[Start of Attachment]
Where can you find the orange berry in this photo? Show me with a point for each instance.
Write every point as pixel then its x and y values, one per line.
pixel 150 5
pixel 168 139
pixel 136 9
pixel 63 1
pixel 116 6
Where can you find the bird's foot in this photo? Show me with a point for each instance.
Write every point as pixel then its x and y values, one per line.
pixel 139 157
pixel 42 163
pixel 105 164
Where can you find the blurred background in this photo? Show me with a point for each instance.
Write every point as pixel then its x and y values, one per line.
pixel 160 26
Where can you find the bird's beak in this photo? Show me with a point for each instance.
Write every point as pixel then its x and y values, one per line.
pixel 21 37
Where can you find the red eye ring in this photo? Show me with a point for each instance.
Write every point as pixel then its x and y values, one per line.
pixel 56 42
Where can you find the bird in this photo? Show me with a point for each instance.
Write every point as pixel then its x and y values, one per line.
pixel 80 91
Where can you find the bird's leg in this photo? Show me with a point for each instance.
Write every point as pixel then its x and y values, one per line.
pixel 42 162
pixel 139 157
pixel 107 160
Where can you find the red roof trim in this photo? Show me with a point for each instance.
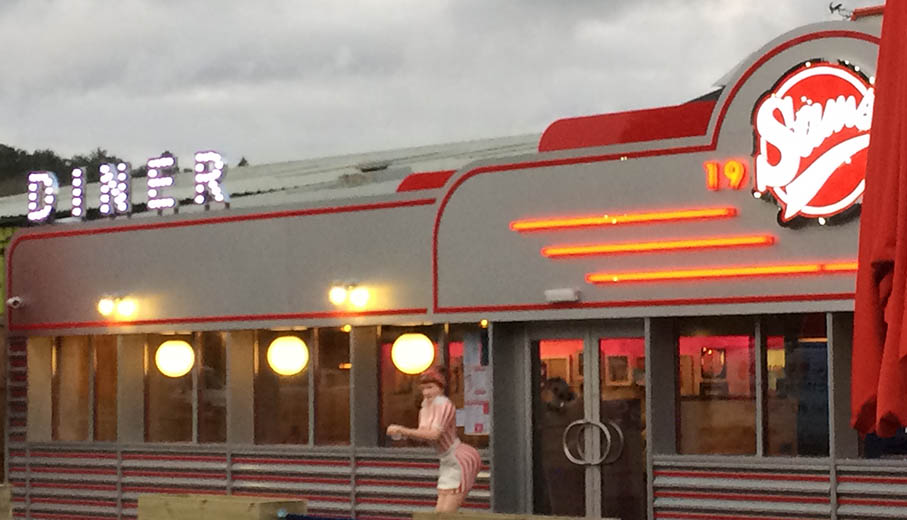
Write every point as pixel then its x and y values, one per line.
pixel 425 180
pixel 687 120
pixel 863 12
[End of Attachment]
Exercise aim. Give back the material exactly as written, images excluded.

Solution.
Where can you find the orange berry in this photo? Show me with a point for each instance.
Write every point as pixel then its x and y values, one per line.
pixel 150 5
pixel 168 139
pixel 136 9
pixel 63 1
pixel 116 6
Where can you find the bird's foot in this photo? Show me with a point for each instance.
Write every point as pixel then its x and y values, one per line.
pixel 139 157
pixel 42 163
pixel 105 164
Where can you find the blurred background in this photo? Show me with a point for each instance.
Write every point as pixel then its x and y values, one per line.
pixel 160 26
Where can you find the bird's beak in this photo? Show me with a point for each instance.
Write every point as pixel then its x and y values, one per line.
pixel 21 37
Where can you find the red eye ring in this photo? Show me with a point for each instance.
Write every point as pixel then its x and y values, one per line.
pixel 56 42
Where can you find the bird in this photo? Show me with a point for each instance.
Write every point as pixel then its x and y values, one per line.
pixel 80 91
Where can you find the bird's leg in this photo? Show me with a point for each instance.
Write every point as pixel then its x and y values, one per line.
pixel 42 162
pixel 139 157
pixel 107 160
Where can you find the red roof trim in this photo? Show me with a point for each instance.
Write every point as pixel then its x and y values, one per line.
pixel 425 180
pixel 687 120
pixel 863 12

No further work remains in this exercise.